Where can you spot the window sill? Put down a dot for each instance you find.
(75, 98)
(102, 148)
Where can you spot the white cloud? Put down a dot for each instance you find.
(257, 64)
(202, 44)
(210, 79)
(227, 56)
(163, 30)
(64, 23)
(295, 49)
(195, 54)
---
EXERCISE OBJECTIVE:
Rewrite all of the rows above, changing every "dot" to "marker" and leaving the rest as it is.

RESULT BELOW:
Where can you spot the window sill? Put down a marker for each instance you find.
(75, 98)
(102, 148)
Where can you spot the white cloud? Put down a marker for each instance you find.
(257, 64)
(202, 44)
(210, 79)
(227, 56)
(163, 30)
(64, 23)
(295, 49)
(195, 54)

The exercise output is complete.